* **Records supplied**:

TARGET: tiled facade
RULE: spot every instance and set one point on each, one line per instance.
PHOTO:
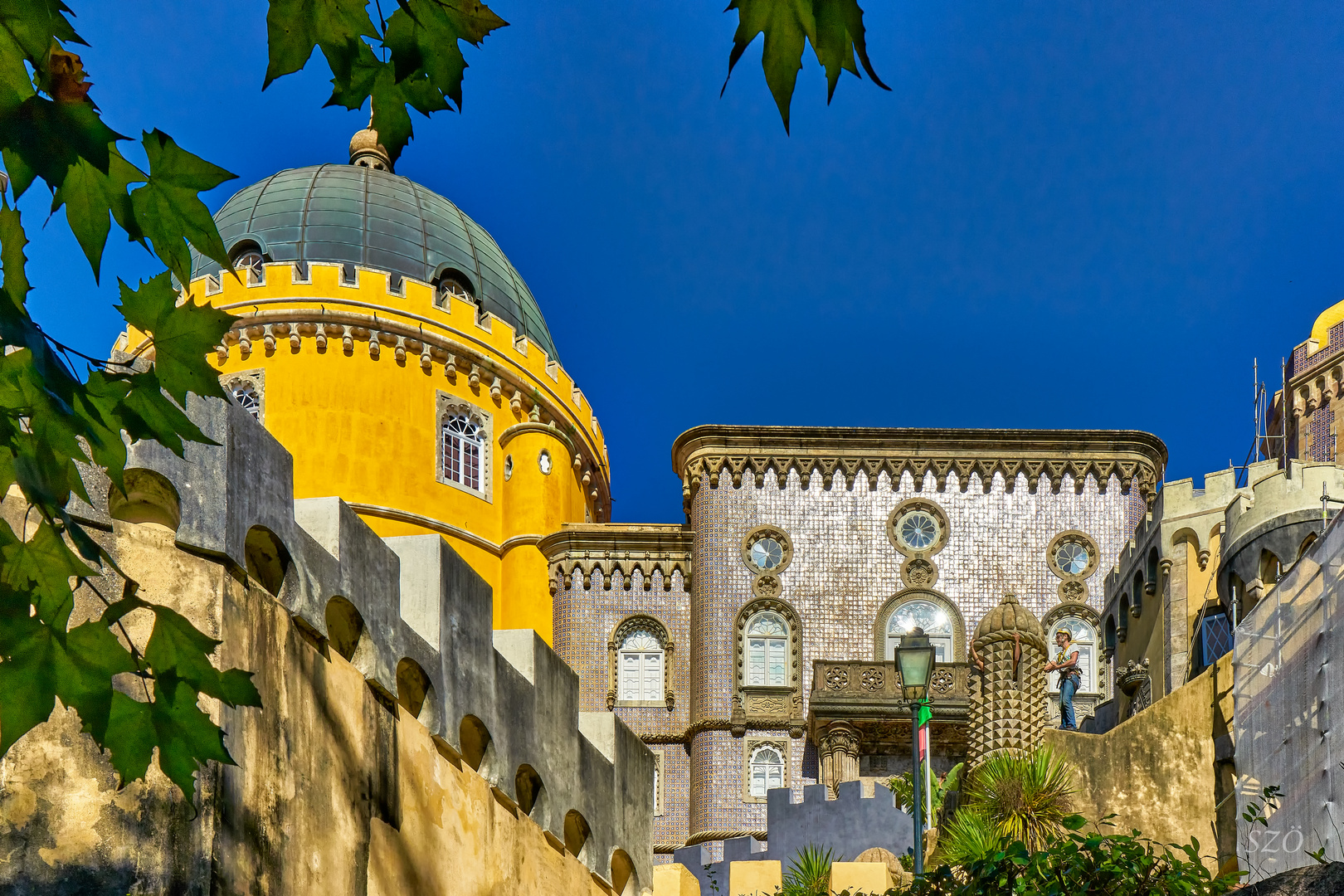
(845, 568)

==

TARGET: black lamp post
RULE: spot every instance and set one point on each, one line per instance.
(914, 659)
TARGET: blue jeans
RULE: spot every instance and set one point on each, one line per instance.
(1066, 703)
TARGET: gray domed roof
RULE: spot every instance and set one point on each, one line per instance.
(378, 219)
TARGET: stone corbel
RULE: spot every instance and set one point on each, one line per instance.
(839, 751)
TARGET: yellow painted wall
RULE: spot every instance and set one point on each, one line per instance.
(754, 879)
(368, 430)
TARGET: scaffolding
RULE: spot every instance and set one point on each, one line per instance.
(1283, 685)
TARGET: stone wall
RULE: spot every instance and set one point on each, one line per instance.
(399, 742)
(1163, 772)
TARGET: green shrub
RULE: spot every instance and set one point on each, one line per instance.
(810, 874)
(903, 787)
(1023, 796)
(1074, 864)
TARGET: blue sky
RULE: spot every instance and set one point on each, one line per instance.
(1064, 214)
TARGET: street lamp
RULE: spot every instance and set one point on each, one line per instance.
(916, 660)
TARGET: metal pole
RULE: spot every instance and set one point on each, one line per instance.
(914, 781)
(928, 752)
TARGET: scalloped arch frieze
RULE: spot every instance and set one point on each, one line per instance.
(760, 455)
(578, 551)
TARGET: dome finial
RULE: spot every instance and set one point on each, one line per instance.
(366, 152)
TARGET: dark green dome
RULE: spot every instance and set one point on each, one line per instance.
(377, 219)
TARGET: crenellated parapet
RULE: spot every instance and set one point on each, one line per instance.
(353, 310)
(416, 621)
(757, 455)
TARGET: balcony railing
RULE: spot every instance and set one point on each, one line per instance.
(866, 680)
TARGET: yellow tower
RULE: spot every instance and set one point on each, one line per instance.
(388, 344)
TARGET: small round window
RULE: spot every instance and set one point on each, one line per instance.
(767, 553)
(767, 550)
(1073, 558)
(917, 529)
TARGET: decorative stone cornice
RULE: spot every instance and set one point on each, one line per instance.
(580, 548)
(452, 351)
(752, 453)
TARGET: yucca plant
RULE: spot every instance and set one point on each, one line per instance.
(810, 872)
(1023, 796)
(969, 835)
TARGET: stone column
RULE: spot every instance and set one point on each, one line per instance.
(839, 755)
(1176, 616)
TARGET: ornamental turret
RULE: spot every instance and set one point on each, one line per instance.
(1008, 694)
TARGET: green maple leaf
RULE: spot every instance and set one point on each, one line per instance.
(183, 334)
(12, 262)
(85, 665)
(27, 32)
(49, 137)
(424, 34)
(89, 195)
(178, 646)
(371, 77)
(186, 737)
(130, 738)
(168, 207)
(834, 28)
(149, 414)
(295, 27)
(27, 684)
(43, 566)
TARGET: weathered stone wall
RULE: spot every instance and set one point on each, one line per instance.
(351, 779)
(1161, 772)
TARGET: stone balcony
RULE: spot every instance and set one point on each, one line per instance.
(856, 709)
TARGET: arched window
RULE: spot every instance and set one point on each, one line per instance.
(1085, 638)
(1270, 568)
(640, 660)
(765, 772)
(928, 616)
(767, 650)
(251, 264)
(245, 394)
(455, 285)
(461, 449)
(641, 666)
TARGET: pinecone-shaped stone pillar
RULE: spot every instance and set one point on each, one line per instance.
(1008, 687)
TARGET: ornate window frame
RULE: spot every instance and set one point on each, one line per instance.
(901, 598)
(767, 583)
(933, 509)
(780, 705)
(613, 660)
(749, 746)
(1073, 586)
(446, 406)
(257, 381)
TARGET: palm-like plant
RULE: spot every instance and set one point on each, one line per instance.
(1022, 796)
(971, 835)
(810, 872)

* **Work instructions**: Copy out every line of the data where the word "window" occurs.

* **Answer for the task**:
TARGET: small round window
TARGET: arched window
TARGET: ornate window frame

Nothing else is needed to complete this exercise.